[Pointing dataset records]
** Start **

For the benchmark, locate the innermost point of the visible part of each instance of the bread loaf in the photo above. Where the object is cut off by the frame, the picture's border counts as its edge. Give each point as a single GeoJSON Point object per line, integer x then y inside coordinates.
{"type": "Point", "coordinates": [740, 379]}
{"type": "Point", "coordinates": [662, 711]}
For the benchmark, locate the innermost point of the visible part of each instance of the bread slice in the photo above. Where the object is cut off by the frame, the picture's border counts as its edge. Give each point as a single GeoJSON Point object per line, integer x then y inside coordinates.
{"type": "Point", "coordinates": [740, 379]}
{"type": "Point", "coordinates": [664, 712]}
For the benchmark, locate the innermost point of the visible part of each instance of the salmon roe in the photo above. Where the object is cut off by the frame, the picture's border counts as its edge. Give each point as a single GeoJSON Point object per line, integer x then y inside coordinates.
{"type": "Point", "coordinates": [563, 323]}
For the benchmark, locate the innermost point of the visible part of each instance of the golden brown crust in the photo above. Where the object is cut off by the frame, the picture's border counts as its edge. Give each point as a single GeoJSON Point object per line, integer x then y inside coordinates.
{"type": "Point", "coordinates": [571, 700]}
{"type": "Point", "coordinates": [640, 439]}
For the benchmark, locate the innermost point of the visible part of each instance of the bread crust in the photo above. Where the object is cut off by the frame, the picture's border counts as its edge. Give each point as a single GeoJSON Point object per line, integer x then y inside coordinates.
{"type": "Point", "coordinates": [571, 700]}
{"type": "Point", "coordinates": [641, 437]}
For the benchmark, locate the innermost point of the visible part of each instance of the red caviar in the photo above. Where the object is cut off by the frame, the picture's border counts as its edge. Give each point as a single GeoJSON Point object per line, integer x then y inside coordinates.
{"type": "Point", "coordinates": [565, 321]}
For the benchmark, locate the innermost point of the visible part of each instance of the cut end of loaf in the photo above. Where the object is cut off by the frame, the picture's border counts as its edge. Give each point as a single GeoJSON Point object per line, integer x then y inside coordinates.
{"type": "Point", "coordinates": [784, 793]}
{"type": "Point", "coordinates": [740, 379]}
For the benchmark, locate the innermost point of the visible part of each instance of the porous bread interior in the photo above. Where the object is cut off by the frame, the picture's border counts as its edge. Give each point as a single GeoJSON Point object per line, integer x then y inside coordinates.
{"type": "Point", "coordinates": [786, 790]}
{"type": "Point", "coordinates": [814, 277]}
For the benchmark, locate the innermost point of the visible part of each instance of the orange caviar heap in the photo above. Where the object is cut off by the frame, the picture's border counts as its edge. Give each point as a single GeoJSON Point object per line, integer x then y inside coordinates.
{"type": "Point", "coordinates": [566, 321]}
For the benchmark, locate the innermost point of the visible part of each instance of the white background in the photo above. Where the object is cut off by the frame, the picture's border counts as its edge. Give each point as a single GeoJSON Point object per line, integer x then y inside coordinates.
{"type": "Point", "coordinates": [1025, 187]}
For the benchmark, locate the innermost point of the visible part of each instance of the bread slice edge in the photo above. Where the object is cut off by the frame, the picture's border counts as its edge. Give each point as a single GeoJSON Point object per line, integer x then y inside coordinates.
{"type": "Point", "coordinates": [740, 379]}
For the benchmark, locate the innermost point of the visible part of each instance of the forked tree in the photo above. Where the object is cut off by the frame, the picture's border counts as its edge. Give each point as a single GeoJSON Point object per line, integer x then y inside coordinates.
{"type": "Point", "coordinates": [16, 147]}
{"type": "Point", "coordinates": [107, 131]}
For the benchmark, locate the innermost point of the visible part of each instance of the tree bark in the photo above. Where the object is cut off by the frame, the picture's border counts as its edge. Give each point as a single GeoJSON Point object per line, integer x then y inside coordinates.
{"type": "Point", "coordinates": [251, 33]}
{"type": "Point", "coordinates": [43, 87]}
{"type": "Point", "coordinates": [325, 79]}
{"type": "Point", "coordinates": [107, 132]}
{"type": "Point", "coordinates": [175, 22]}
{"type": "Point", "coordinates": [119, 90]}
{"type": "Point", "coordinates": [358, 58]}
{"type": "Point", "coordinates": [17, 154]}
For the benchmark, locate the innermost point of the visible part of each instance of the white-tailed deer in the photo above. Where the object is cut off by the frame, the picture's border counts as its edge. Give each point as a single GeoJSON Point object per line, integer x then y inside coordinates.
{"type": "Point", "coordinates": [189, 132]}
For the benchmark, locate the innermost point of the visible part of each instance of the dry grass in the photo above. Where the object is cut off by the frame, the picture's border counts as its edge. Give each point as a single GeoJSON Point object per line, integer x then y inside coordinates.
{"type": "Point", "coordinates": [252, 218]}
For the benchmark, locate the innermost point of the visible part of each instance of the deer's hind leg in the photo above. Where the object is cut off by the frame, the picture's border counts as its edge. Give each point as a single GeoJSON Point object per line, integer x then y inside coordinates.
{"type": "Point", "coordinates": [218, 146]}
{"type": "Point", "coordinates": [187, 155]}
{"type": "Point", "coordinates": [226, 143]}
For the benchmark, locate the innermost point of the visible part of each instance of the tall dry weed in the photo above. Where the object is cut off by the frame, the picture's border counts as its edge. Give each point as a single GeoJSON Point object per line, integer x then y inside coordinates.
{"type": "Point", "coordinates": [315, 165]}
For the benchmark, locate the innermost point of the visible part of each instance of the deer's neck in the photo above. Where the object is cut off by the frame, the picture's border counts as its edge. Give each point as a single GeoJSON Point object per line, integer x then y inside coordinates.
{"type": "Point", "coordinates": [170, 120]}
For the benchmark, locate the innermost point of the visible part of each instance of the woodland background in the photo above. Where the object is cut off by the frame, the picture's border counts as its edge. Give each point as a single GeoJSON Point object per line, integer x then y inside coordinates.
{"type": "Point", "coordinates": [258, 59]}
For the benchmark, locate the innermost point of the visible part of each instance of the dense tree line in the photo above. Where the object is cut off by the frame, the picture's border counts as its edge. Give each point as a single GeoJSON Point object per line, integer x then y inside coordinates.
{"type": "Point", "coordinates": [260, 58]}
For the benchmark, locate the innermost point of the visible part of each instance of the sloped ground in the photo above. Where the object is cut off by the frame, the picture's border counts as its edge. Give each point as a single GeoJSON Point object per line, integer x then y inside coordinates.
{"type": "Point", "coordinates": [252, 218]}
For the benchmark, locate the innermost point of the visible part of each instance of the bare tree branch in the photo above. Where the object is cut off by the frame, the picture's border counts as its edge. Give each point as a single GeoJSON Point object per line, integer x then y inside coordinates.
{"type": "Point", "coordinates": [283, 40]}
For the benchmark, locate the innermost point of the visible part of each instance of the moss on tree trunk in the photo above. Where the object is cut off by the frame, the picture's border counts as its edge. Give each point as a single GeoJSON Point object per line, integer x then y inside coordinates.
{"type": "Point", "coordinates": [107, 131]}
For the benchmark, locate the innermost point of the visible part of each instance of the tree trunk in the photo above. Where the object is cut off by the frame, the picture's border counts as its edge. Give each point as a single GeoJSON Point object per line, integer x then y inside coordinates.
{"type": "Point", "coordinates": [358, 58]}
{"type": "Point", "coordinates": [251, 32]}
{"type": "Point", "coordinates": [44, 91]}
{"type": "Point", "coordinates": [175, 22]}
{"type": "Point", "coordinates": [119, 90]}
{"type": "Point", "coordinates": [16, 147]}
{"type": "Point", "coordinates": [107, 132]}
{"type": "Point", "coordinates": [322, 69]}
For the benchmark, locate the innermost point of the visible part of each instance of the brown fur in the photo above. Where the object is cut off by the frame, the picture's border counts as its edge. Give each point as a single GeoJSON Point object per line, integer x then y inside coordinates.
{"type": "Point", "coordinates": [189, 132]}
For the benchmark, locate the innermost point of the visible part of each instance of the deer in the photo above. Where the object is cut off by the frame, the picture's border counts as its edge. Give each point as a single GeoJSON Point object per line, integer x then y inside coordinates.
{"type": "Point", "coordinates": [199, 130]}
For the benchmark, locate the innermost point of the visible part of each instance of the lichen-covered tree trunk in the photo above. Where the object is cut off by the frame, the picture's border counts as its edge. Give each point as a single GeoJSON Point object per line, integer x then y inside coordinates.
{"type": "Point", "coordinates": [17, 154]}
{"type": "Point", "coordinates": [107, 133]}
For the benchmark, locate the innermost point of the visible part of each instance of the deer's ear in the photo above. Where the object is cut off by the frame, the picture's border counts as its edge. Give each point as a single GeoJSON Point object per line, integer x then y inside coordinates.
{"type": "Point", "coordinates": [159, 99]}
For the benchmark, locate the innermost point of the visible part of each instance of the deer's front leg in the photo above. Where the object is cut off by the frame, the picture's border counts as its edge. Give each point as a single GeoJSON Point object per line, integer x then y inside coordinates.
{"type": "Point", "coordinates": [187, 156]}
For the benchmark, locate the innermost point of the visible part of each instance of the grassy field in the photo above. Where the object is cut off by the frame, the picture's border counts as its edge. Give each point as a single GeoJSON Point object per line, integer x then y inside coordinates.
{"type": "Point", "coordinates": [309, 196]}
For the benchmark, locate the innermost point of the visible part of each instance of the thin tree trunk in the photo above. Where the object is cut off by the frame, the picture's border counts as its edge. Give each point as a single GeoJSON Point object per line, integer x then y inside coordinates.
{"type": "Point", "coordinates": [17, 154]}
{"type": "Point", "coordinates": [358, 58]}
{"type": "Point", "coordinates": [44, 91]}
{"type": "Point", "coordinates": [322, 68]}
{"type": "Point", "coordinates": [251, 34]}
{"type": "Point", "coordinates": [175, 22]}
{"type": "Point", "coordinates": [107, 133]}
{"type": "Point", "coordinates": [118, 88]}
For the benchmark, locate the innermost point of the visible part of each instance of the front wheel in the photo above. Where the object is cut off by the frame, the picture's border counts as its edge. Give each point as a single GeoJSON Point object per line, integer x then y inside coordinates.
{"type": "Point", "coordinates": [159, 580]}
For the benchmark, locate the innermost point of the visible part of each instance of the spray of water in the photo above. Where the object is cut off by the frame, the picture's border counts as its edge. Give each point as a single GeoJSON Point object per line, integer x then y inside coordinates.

** End **

■ **Written exercise**: Set down only these lines, exactly: the line containing "the deer's front" and each line after it, through the end of the listing.

■ **Response to this exercise**:
For the benchmark, locate the innermost point of the visible part of each instance of the deer's front leg in the photo above. Where the object is cut off by the frame, the picture's border counts as its edge. Give each point as a single GeoJSON Point object per line, integer x then y inside coordinates.
{"type": "Point", "coordinates": [187, 156]}
For the benchmark, locate the innermost point of the visible part of each instance of the grassy field in the photo above. Where the object is cut off by the frame, the picture's border counts as its edge. Give each point as a single GeoJSON Point object per line, integer x then y inside coordinates.
{"type": "Point", "coordinates": [309, 196]}
For the benchmark, locate the innermost point of the visible part of each instance of the thin tree trunk in the photo above. Where the object is cut off by the frame, the picture's border counts as its edge. Give each point as a single GeoJSON Point object per line, integer x then y inside coordinates.
{"type": "Point", "coordinates": [17, 154]}
{"type": "Point", "coordinates": [358, 58]}
{"type": "Point", "coordinates": [44, 91]}
{"type": "Point", "coordinates": [322, 68]}
{"type": "Point", "coordinates": [251, 34]}
{"type": "Point", "coordinates": [175, 22]}
{"type": "Point", "coordinates": [107, 133]}
{"type": "Point", "coordinates": [118, 88]}
For the benchmark, locate the innermost point of the visible part of each instance of the front wheel in the photo above. Where the object is cut off by the frame, the picture's border counts as its edge. Give each point as a single GeoJSON Point object per line, integer x then y inside coordinates.
{"type": "Point", "coordinates": [159, 580]}
For the benchmark, locate the innermost point of the visible part of each instance of the spray of water in the photo above. Where the object is cut off by the frame, the picture's border counts as its edge. Give each point as a single GeoJSON Point object per line, integer x then y inside coordinates.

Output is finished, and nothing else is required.